- [Teks yang Diberikan]

Akhirnya, tahap keenam penyembuhan. Di sinilah kita mencoba
melakukan proses penyembuhan baik secara mental maupun spiritual.
Dalam tahapan ini, kita bisa membingkai ulang dengan memaknai secara
berbeda apa yang terjadi ataupun mengganti kesan kita yang negatif
soal luka itu, dengan pikiran positif.
Sebenarnya, hingga di langkah keenam ini, kita sudah menyelesaikan
secara pribadi. Namun, jika diperlukan, langkah ini pun bisa
dilanjutkan dengan menyelesaikan hal ini dengan penyebab luka batin
Anda yang masih hidup.
Misalkan ada seorang anak dari istri pertama yang diusir keluar
rumah oleh ayahnya, setelah ayahnya menikah dengan istri kedua. Hal
ini menimbulkan luka batin cukup lama, tapi akhirnya setelah belajar
proses di atas, dia bisa menelepon papa-nya dan mengatakan, "Papa,
meskipun papa pernah usir saya dan saya terluka, saya mau bilang
saya memaafkan papa hari ini." Bertahun-tahun kemudian, saat ditanya
sahabatnya bagaimana dia mampu melakukannya, dia hanya
berkata, "Saya menerima papa untuk menunjukkan bahwa diri saya lebih
baik dari diri papa!"

- [Tugas yang Dikerjakan]
a – Salin dengan persis bagian teks tentang penyembuhan luka batin di antara "Akhirnya, tahap keenam" dan "dengan pikiran positif.", termasuk kedua bagian itu.
b – Tuliskan lanjutan teks tentang penyembuhan luka batin, dimulai sesudah kalimat terakhirnya.
Entri berikut tidak ada hubungannya dengan teks tentang penyembuhan luka batin.

- [Entri]
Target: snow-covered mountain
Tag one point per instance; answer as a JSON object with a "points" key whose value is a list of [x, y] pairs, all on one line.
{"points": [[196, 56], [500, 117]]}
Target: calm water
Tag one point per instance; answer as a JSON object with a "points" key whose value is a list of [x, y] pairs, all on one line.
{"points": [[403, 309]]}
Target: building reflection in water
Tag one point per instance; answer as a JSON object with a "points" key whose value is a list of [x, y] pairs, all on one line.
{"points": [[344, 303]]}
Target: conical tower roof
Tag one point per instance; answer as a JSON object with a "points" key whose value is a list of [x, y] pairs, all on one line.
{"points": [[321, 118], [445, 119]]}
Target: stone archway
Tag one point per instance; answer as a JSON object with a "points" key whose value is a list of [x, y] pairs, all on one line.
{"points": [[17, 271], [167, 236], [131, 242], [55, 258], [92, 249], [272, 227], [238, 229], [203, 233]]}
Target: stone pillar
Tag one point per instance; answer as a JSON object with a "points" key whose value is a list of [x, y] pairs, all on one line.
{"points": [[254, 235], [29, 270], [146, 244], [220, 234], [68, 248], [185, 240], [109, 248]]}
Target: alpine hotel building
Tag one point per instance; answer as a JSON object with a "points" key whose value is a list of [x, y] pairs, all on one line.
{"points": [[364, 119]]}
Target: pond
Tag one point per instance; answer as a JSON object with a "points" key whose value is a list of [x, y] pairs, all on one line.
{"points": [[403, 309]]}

- [Hasil Secara Berurutan]
a –
Akhirnya, tahap keenam penyembuhan. Di sinilah kita mencoba
melakukan proses penyembuhan baik secara mental maupun spiritual.
Dalam tahapan ini, kita bisa membingkai ulang dengan memaknai secara
berbeda apa yang terjadi ataupun mengganti kesan kita yang negatif
soal luka itu, dengan pikiran positif.

b –
Dalam kesempatan ini pula, mari kita belajar perlakukan luka batin
kita dengan ramah. Lihat kembali luka itu, dan jangan ditolak.
Belajarlah menerima kenyataaan dan perlakukan rasa sakit kita
tersebut dengan ikhlas. Itu semua adalah pelajaran penting dalam
hidup kita.
Hingga akhirnya, kita harus belajar mengatakan "Terima kasih luka
batinku. Ini nggak nyaman tapi terima kasih. Kau sudah memberikan
pelajaran penting bagi hidupku!". Pada akhirnya, semua luka batin
yang tersembuhkan dalam hidup kita akan menjadi kebijaksanaan yang
penting.
Itulah sebabnya orang mengatakan, "Wisdom is a healed pain".
Begitulah. Rasa sakit dan luka batin yang telah disembuhkan, akan
menjadi kebijaksanaan baru buat kita! Selamat menjalankan ibadah
puasa dengan hati yang damai.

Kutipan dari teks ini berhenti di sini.